►

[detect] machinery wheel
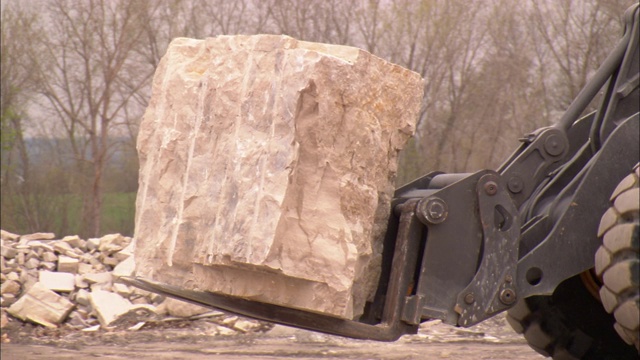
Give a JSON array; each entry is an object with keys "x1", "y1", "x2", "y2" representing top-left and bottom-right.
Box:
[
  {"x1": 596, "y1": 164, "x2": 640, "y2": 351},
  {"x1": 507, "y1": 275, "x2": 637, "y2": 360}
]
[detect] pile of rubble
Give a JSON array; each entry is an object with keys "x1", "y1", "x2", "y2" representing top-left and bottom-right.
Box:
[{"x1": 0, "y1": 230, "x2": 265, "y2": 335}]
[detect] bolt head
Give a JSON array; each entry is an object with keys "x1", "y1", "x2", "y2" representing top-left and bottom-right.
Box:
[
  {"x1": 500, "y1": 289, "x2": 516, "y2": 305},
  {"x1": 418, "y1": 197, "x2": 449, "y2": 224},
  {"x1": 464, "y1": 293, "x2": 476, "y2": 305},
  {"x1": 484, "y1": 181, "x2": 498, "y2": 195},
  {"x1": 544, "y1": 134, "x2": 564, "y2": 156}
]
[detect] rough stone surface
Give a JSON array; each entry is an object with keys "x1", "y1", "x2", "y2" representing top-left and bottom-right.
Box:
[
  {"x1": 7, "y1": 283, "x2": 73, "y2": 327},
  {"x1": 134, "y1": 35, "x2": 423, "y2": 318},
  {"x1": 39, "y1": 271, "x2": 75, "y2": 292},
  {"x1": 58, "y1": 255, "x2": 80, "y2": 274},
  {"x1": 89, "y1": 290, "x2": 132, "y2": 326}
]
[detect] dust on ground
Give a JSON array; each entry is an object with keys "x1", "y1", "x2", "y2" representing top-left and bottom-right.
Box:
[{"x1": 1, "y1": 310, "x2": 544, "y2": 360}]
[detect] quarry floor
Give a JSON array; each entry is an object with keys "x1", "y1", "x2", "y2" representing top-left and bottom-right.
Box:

◄

WRITTEN EXERCISE -
Rewrite the material from the line containing "[detect] pile of rubble" through the end of the material, renaming "bolt head" to "screw head" and leaving everything else unchanged.

RESPONSE FOR THIS EXERCISE -
[detect] pile of rubble
Give a JSON array; each entry is an object with keys "x1", "y1", "x2", "y2" representing top-left and bottom-right.
Box:
[{"x1": 0, "y1": 230, "x2": 265, "y2": 335}]
[detect] screw head
Give a JSON array; each entry is an object with keys "x1", "y1", "x2", "y2" representing top-left and bottom-right.
Box:
[
  {"x1": 500, "y1": 289, "x2": 516, "y2": 305},
  {"x1": 418, "y1": 197, "x2": 449, "y2": 224},
  {"x1": 464, "y1": 293, "x2": 476, "y2": 305},
  {"x1": 484, "y1": 181, "x2": 498, "y2": 195},
  {"x1": 544, "y1": 134, "x2": 564, "y2": 156}
]
[detect] rough stone surface
Give a JSON array; each entry is an object with keys "x1", "y1", "x2", "y2" representing top-left and bottom-right.
Box:
[
  {"x1": 7, "y1": 283, "x2": 73, "y2": 327},
  {"x1": 134, "y1": 35, "x2": 423, "y2": 318},
  {"x1": 39, "y1": 271, "x2": 75, "y2": 292},
  {"x1": 58, "y1": 255, "x2": 80, "y2": 274},
  {"x1": 89, "y1": 290, "x2": 132, "y2": 326}
]
[detect] dust on ground
Give a JSON array; each entry is an object with keys "x1", "y1", "x2", "y2" representing top-left and bottom-right.
Box:
[{"x1": 1, "y1": 310, "x2": 544, "y2": 360}]
[detect] quarry floor
Give a JSON array; each entry is an object with keys "x1", "y1", "x2", "y2" representing top-left and bottom-right.
Box:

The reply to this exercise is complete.